(PROVIDED DATA):
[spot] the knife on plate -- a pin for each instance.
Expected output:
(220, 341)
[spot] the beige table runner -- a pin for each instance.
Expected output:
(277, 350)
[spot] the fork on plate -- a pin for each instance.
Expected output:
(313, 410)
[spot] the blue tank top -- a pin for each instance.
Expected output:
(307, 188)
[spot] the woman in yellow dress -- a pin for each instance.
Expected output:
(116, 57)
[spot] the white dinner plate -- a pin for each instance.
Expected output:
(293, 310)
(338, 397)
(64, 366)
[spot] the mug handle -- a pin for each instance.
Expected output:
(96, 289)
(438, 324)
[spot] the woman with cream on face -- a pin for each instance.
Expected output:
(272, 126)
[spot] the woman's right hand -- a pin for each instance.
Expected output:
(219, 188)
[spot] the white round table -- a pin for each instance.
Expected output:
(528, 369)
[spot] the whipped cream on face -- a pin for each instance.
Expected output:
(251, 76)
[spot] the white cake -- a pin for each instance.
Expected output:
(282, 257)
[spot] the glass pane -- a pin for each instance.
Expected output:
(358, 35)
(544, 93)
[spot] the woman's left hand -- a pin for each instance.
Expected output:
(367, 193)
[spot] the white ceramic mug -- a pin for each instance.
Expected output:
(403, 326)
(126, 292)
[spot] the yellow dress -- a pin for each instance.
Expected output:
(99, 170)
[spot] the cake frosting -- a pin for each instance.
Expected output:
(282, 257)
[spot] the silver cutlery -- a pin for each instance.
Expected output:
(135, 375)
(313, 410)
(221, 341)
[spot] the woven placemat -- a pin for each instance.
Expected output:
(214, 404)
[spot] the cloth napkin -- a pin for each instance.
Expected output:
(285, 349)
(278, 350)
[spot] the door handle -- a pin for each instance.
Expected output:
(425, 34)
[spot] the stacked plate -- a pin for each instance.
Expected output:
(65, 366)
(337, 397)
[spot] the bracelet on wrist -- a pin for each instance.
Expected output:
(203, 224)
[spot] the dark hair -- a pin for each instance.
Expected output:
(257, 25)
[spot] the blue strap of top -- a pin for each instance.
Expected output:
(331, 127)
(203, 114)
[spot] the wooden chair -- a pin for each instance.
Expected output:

(EXERCISE REQUIREMENTS): Extract all of the material exactly as it is written.

(SOLUTION TO THIS EXERCISE):
[spot] the knife on plate -- a pin for each instance.
Expected output:
(220, 341)
[spot] the beige table runner -- a pin for each instance.
Expected output:
(277, 350)
[spot] the fork on plate -- a pin for each instance.
Expected output:
(313, 410)
[spot] the blue tank top -- a pin for each instance.
Expected output:
(307, 188)
[spot] the woman in yellow dress -- a pin for each instance.
Expected output:
(116, 57)
[spot] the white dinner plate -- a pin for each instance.
Expected output:
(293, 310)
(338, 397)
(64, 366)
[spot] the mug handle -- a pin for each instance.
Expected output:
(96, 289)
(438, 324)
[spot] the woman with cream on face -- a pin for each instance.
Expected output:
(272, 126)
[spot] the woman's right hand -- a pin for each instance.
Expected output:
(219, 188)
[spot] the white round table -- a pin for each instance.
Expected output:
(528, 369)
[spot] the whipped cream on face -- a pin for each instance.
Expected output:
(251, 76)
[spot] the white cake -- a pin for each instance.
Expected output:
(282, 257)
[spot] the glass pane -- a pin for each instance.
Expected output:
(358, 35)
(544, 93)
[spot] the woman's left hand -- a pin for each instance.
Expected output:
(367, 193)
[spot] the white ceramic mug -- a pin for each instance.
Expected output:
(403, 326)
(126, 292)
[spot] the yellow dress -- a pin for each instance.
Expected output:
(99, 170)
[spot] the cake frosting -- a pin for each instance.
Expected output:
(282, 257)
[spot] the silver cutlery -- a pin for each instance.
Expected output:
(135, 375)
(313, 410)
(221, 341)
[spot] the woven placemat -- a pin for each instance.
Expected output:
(214, 404)
[spot] the cloth napkin -- a pin for each instance.
Expected output:
(285, 349)
(278, 350)
[spot] the door handle -- a pin for each instance.
Expected output:
(425, 34)
[spot] the stacked plate -- a pin for each instance.
Expected output:
(65, 366)
(337, 397)
[spot] the bracelet on wrist -- a pin for each instance.
Expected output:
(203, 224)
[spot] the dark hair -- a pin for each instance.
Expected output:
(257, 25)
[spot] the blue strap of top -- a pin for each instance.
Expected output:
(331, 127)
(203, 114)
[spot] the wooden chair -- a pin for each instance.
Expected output:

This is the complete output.